* start *
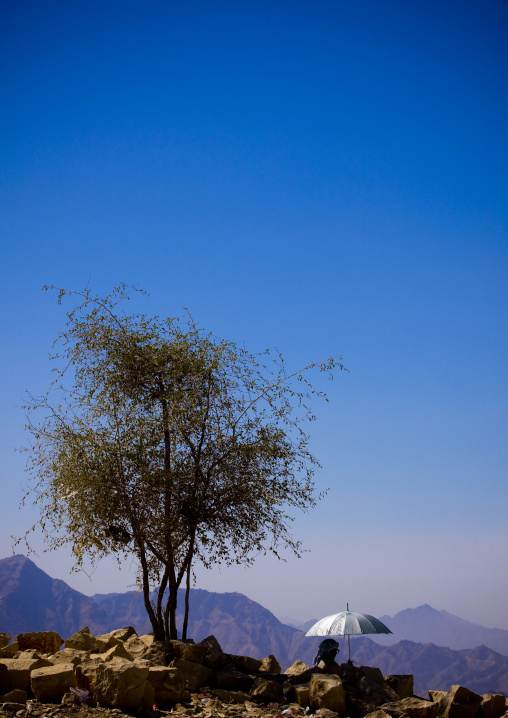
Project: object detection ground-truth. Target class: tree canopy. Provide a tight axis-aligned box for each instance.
[20,285,344,639]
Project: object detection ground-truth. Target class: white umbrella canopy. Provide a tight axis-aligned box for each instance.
[305,604,391,660]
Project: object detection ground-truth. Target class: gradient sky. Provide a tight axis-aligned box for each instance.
[0,0,508,629]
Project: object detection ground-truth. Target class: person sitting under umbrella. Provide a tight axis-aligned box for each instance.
[312,638,340,673]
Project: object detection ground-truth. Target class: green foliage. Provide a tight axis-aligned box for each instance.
[19,285,343,638]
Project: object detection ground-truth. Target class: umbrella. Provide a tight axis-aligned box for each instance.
[305,604,391,661]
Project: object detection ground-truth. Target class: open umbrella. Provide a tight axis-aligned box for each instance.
[305,604,391,661]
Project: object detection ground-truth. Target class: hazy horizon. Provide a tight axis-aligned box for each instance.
[0,0,508,629]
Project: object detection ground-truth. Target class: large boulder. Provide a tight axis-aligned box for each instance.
[309,673,346,716]
[31,663,77,703]
[17,631,63,653]
[2,658,51,693]
[166,640,208,663]
[482,693,506,718]
[293,683,310,708]
[48,648,90,666]
[197,636,227,668]
[438,685,482,718]
[95,626,138,653]
[94,660,149,709]
[383,674,414,698]
[382,696,439,718]
[147,666,190,708]
[212,668,254,691]
[170,658,212,692]
[65,626,98,653]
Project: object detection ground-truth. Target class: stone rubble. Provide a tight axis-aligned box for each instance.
[0,626,508,718]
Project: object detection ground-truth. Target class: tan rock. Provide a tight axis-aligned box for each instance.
[123,636,150,658]
[94,660,151,709]
[438,685,482,718]
[48,648,90,666]
[96,626,138,653]
[170,658,212,692]
[210,688,252,704]
[0,688,28,703]
[293,683,310,708]
[383,674,414,698]
[2,658,51,693]
[99,642,134,661]
[429,691,446,703]
[286,661,310,676]
[167,640,208,663]
[31,663,77,703]
[147,666,190,708]
[259,654,281,673]
[482,693,506,718]
[309,673,346,716]
[383,697,439,718]
[16,631,63,653]
[65,626,98,653]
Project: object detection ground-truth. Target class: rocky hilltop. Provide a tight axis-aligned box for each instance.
[0,556,508,695]
[0,626,508,718]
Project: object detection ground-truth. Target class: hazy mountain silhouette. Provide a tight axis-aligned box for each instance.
[372,604,508,656]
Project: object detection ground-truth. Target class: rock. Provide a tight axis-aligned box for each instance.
[2,658,51,693]
[293,683,310,708]
[48,648,90,666]
[1,633,19,658]
[383,675,414,698]
[285,661,310,676]
[166,640,208,664]
[226,654,264,673]
[99,642,133,661]
[482,693,506,718]
[123,636,150,658]
[65,626,98,653]
[16,631,63,653]
[438,685,482,718]
[95,626,138,653]
[212,669,254,691]
[383,697,439,718]
[429,691,446,703]
[147,666,190,708]
[309,673,346,716]
[31,663,77,703]
[0,702,26,718]
[259,654,281,673]
[207,688,252,708]
[197,636,227,668]
[94,660,151,709]
[249,677,282,703]
[170,658,212,691]
[0,688,28,703]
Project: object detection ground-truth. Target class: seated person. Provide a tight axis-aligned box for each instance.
[312,638,340,673]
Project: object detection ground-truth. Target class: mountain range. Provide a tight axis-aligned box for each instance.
[0,555,508,695]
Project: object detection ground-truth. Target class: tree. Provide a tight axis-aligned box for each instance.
[19,285,344,640]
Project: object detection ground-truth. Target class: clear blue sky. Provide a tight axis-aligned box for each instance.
[0,0,508,628]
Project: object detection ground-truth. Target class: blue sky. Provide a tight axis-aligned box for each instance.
[0,0,508,628]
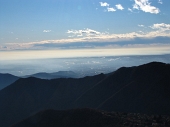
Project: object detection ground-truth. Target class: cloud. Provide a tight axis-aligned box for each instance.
[150,23,170,31]
[115,4,124,10]
[138,25,145,27]
[107,7,116,12]
[158,0,163,4]
[99,2,109,7]
[128,8,133,12]
[43,30,51,33]
[0,23,170,50]
[133,0,160,14]
[67,28,102,37]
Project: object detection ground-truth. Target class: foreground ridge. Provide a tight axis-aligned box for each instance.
[0,62,170,127]
[11,108,170,127]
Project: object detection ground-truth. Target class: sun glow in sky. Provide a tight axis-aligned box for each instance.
[0,0,170,60]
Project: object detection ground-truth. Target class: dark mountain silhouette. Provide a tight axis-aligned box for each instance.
[12,109,120,127]
[23,71,80,79]
[11,108,170,127]
[0,73,19,90]
[0,62,170,127]
[0,74,105,127]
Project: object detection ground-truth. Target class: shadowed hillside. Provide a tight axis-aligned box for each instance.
[11,109,170,127]
[0,62,170,127]
[0,73,19,90]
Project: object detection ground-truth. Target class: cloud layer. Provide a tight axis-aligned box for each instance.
[0,23,170,50]
[133,0,160,14]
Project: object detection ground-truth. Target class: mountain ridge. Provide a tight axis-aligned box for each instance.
[0,62,170,127]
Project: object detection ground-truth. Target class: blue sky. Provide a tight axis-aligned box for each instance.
[0,0,170,59]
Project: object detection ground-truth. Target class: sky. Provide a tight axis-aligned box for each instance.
[0,0,170,60]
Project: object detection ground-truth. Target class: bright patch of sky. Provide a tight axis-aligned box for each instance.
[0,0,170,56]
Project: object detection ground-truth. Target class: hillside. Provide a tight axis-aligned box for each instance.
[0,73,19,90]
[11,109,170,127]
[0,62,170,127]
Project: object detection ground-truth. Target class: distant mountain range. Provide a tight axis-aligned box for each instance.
[0,62,170,127]
[0,71,81,90]
[23,71,80,79]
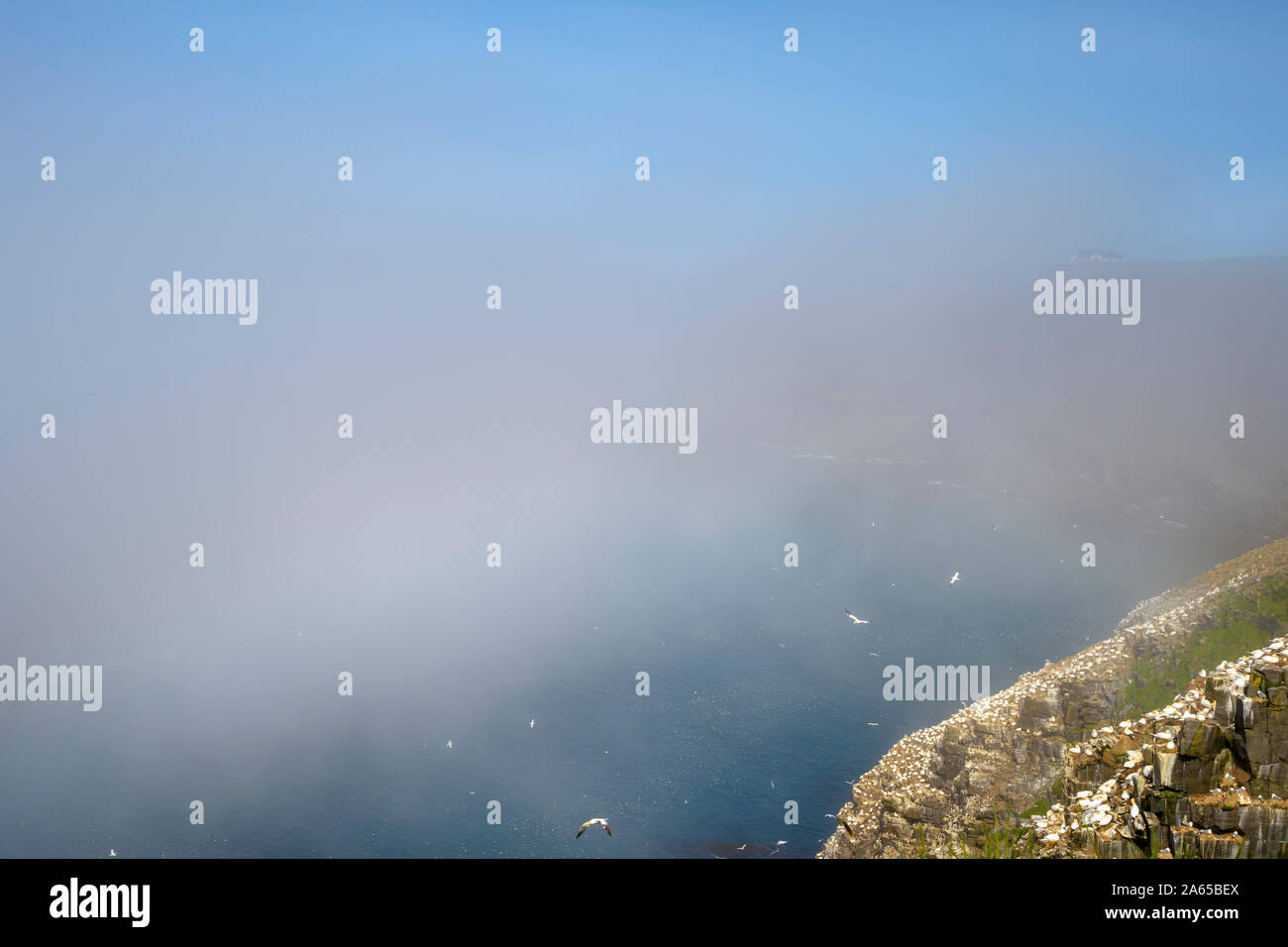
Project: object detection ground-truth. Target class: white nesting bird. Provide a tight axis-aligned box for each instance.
[577,818,613,839]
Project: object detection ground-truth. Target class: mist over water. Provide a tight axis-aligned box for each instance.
[0,4,1288,857]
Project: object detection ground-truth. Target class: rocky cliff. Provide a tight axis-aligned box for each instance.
[818,540,1288,858]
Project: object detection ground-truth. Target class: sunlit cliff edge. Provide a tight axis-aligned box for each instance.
[815,540,1288,858]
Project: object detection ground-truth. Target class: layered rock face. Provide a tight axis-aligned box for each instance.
[816,540,1288,858]
[1031,638,1288,858]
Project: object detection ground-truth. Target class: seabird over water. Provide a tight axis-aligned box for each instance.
[577,818,613,839]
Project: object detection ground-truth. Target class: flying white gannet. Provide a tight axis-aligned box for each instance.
[577,818,613,839]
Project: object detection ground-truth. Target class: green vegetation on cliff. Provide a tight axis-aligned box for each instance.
[1124,576,1288,714]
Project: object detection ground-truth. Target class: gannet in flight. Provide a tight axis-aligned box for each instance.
* end *
* INSTRUCTIONS FOR THE TASK:
Copy the material word for word, starting at the line that contains "Project: object detection ground-truth. Target class: distant" and ending at the line that contains "[0,4,1288,857]", both included, and leave the pictures out of your answer.

* SOLUTION FOR THIS EXERCISE:
Project: object detection ground-truth. Target class: distant mountain range. Provide a tight axis-aligned box for each instance.
[0,62,170,127]
[0,71,81,90]
[23,71,80,79]
Project: object detection ground-truth. Target class: white nesting bird. Provide a tight axis-aligned box for each instance.
[577,818,613,839]
Project: object detection ground-truth. Target class: mist over water. Provide a tight axis-aligned box for each instance.
[0,4,1288,857]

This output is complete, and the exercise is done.